##### Texto proporcionado

“Fue una llamada, no que oyese una voz en mi cabeza ni nada de eso. Vino de la nada, y así es como supe que era auténtico, porque no era algo que viniese de mí”. Philip Mulryne tiene 39 años y es el capellán de Newbridge College, una escuela secundaria irlandesa y católica situada a 40 minutos de Dublín. Fue ordenado diácono en octubre de 2016 y sacerdote el pasado julio. Ocho años atrás, su vida todavía giraba en torno al fútbol. Y no cualquiera: el de más alto nivel.
Mulryne, centrocampista norirlandés, se formó en las categorías inferiores del Manchester United desde los 14 años. Era el equipo de su vida, puesto que tenía la habitación llena de pósters de las estrellas de los Diablos Rojos y su padre hablaba de George Best cada dos por tres. Quién le iba a decir a Philip que, tras cinco días de pruebas, tendría delante al mismísimo Alex Ferguson en su despacho de The Cliff, la ciudad deportiva del club. El míster escocés quedó prendado del chaval y le ofreció dos años de contrato como canterano. Aceptó sin dudarlo.
Sí, los chavales de Londres parecían tener más confianza en sí mismos que Mulryne, que venía de la parte oeste de Belfast. Incluso llegó a plantearse volver a casa. Aun así, poco a poco fue desarrollando un sentimiento de pertenencia al United que acabó permitiéndole debutar con el primer equipo en octubre de 1997. Antes de participar en aquella victoria contra el Ipswich Town en la Copa de la Liga, Philip había sido clave en el equipo que conquistó la FA Cup juvenil dos años antes.

##########

» **Objetivo 1**:
Muestre cada línea de los registros que contenga la cadena "person", teniendo en cuenta la distinción entre mayúsculas y minúsculas.
El texto y los registros provienen de fuentes distintas.

##### Registros por procesar

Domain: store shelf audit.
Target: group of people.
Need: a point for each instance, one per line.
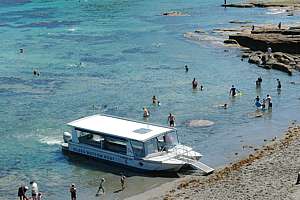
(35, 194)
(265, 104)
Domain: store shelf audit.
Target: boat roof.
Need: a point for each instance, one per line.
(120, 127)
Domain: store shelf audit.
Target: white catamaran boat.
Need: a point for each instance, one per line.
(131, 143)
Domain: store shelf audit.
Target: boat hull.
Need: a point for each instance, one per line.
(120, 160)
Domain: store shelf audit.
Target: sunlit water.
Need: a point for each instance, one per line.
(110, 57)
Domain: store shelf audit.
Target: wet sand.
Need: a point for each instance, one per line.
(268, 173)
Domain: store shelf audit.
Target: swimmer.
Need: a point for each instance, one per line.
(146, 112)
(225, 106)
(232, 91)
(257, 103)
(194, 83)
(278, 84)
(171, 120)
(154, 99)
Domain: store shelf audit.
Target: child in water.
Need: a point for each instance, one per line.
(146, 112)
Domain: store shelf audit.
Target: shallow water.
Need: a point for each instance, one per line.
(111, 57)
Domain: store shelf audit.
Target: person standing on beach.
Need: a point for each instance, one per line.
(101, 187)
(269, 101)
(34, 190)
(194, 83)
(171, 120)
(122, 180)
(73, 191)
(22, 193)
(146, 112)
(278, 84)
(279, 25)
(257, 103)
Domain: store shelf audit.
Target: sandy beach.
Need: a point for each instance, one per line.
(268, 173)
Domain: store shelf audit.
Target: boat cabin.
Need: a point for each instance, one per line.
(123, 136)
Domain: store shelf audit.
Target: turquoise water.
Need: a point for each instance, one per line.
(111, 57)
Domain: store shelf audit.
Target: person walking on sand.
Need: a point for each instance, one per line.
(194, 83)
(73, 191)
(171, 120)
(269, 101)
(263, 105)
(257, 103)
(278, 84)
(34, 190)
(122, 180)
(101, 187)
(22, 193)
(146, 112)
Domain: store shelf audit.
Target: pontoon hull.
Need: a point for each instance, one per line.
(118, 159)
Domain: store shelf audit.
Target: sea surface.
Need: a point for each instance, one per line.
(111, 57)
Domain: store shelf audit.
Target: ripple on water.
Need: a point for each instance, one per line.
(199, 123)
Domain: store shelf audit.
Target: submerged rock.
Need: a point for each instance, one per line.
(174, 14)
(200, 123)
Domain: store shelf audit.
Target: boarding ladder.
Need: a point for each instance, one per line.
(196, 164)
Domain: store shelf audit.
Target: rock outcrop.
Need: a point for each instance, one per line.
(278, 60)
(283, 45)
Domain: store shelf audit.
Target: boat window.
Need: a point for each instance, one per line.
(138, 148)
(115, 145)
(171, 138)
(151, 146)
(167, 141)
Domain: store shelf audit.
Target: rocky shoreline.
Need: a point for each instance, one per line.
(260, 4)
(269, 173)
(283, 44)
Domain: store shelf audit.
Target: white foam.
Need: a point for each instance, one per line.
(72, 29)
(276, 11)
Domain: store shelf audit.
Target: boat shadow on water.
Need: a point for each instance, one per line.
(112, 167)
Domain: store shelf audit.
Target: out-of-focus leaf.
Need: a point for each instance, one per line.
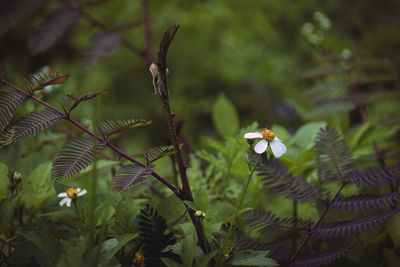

##########

» **Objetivo 2**:
Redacte la continuación del texto sobre la trayectoria de Philip Mulryne, comenzando después de su última oración.

» **Respuesta 1**:
Target: person standing on beach.
Target: person walking on sand.

» **Respuesta 2**:
Más tarde, en el curso 1998-1999, llegó su gran momento en Manchester. Tuvo lugar en el primer partido de pretemporada, meses antes de que el United ganase el triplete (Liga, Copa y Champions). David Beckham no jugó contra el Birmingham City. Era conveniente apartarle un poco de los focos tras su polémica expulsión ante Argentina en el Mundial de Francia. Mulryne fue titular en aquel partido y no desaprovechó su oportunidad: tres goles, a pesar de caer por 4-3.
Aun así, no tenía sitio en el United. Sí en el banquillo, al que fue relegado en cuanto el jugador franquicia volvió, pero no para brillar. Philip dejó Manchester en marzo de 1999. Pasaría seis años en el Norwich City, que ascendería a la Premier League con él en sus filas. Después, una temporada y media en el Cardiff City, unos meses en el Leyton Orient y una campaña más, la última de su vida, en el King's Lynn. Sin embargo, algo fallaba entre Mulryne y el deporte rey.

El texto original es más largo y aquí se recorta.